- PROBLEMS TO WORK ON
[1] Answer these questions using the blog post on career killers for writers, one answer per line:
(a) On what date was the post published?
(b) According to the first item, what should a writer not misspell?
(c) In the third item, what two things won't cut it?
[2] From the blog post on career killers for writers, extract the passage starting with "4. Leaving out" and going on through "and reading English.)", word for word.
[3] Summarize the blog post on career killers for writers in two sentences.

- EXCERPT TO READ
Sunday, February 17, 2008

Career Killers

Ten of the top ways to kill your writing career (or at least not have an editor read your stuff.)

1. Mis-spell the editor's name. (They are people and they want to know you did your research.)

2. Tell the editor what a mistake it would be to reject your project. (Scares them off right away.)

3. Fail to follow the guidelines for that publisher, editor, agent. (They want to know that you can follow instructions and that you care. Being too busy to read the guidelines or saying your other publisher did it that way, won't cut it.)

4. Leaving out a piece the editor, agent requested. (Just because you hate writing synopses and think your story should stand on it's own, don't leave it out. We're back to the business of following instructions and reading English.)

5. Bashing one publishing company to another editor. (Just as bad as bashing a former boss to a potential poss. Sounds like you are the problem.)

6. Typos-careless.

7. Sloppy manuscript, left out pages, messed up page numbering, margins and formatting that are not standard to the industry. (Making your manuscript stand out as one from an amateur will not help your career.)

- GIVEN INFORMATION
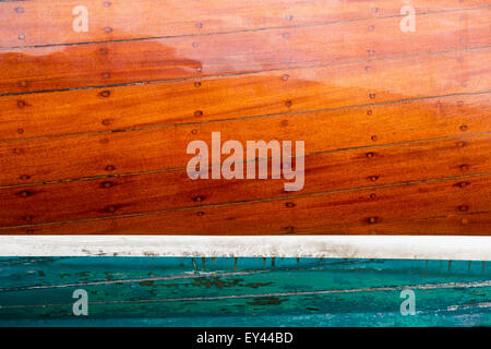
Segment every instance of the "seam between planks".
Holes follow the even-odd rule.
[[[243,201],[229,202],[229,203],[207,204],[207,205],[202,205],[202,206],[180,207],[180,208],[175,208],[175,209],[151,210],[151,212],[144,212],[144,213],[125,214],[125,215],[92,217],[92,218],[84,218],[84,219],[72,219],[72,220],[60,220],[60,221],[48,221],[48,222],[39,222],[39,224],[34,224],[34,225],[8,226],[8,227],[0,227],[0,234],[1,234],[1,230],[11,230],[11,229],[19,229],[19,228],[34,228],[34,227],[65,225],[65,224],[74,224],[74,222],[88,222],[88,221],[97,221],[97,220],[129,218],[129,217],[155,216],[155,215],[176,213],[176,212],[187,212],[187,210],[193,210],[193,209],[248,205],[248,204],[255,204],[255,203],[263,203],[263,202],[282,201],[282,200],[288,200],[288,198],[315,197],[315,196],[323,196],[323,195],[335,194],[335,193],[355,192],[355,191],[369,190],[369,189],[375,190],[375,189],[386,189],[386,188],[398,188],[398,186],[406,186],[406,185],[417,185],[417,184],[421,184],[421,183],[434,183],[434,182],[443,182],[443,181],[460,180],[460,179],[466,179],[466,178],[487,177],[487,176],[491,176],[491,172],[441,177],[441,178],[406,181],[406,182],[382,184],[382,185],[369,185],[369,186],[339,189],[339,190],[334,190],[334,191],[324,191],[324,192],[315,192],[315,193],[298,194],[298,195],[286,195],[286,196],[279,196],[279,197],[263,197],[263,198],[256,198],[256,200],[243,200]],[[482,213],[482,212],[479,212],[479,213]],[[484,213],[487,213],[487,212],[484,212]],[[469,212],[464,215],[471,215],[471,214],[477,214],[477,213]],[[432,218],[432,217],[429,217],[429,218]],[[417,218],[417,219],[426,219],[426,218]],[[301,232],[301,231],[299,230],[299,231],[296,231],[296,233],[297,232]]]
[[[455,9],[455,10],[420,12],[420,13],[416,13],[416,16],[440,14],[440,13],[458,13],[458,12],[467,12],[467,11],[490,9],[490,8],[491,8],[491,5],[477,5],[477,7]],[[212,33],[203,33],[203,34],[165,35],[165,36],[148,36],[148,37],[140,37],[140,38],[131,38],[131,39],[116,39],[116,40],[97,40],[97,41],[81,41],[81,43],[65,43],[65,44],[45,44],[45,45],[40,44],[40,45],[26,45],[26,46],[10,46],[10,47],[0,47],[0,51],[9,50],[9,49],[69,47],[69,46],[82,46],[82,45],[111,44],[111,43],[149,41],[149,40],[171,39],[171,38],[181,38],[181,37],[219,36],[219,35],[228,35],[228,34],[254,33],[254,32],[288,29],[288,28],[316,27],[316,26],[325,26],[325,25],[333,25],[333,24],[344,24],[344,23],[352,23],[352,22],[363,22],[363,21],[382,21],[382,20],[387,20],[387,19],[404,17],[404,16],[405,15],[402,15],[402,14],[394,14],[394,15],[388,15],[388,16],[360,17],[360,19],[339,20],[339,21],[324,21],[324,22],[320,22],[320,23],[306,23],[306,24],[297,24],[297,25],[259,27],[259,28],[251,28],[251,29],[223,31],[223,32],[212,32]]]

- FULL SOLUTIONS
[1]
(a) Sunday, February 17, 2008
(b) The editor's name
(c) Being too busy to read the guidelines, or saying your other publisher did it that way

[2]
4. Leaving out a piece the editor, agent requested. (Just because you hate writing synopses and think your story should stand on it's own, don't leave it out. We're back to the business of following instructions and reading English.)

[3] The post lists ways writers can kill their careers or keep an editor from reading their work, such as misspelling the editor's name, telling the editor that rejecting the project would be a mistake, and failing to follow a publisher's guidelines. It also warns against leaving out a requested piece like a synopsis, bashing one publishing company to another editor, careless typos, and sloppy manuscripts with missing pages or formatting that is not standard to the industry.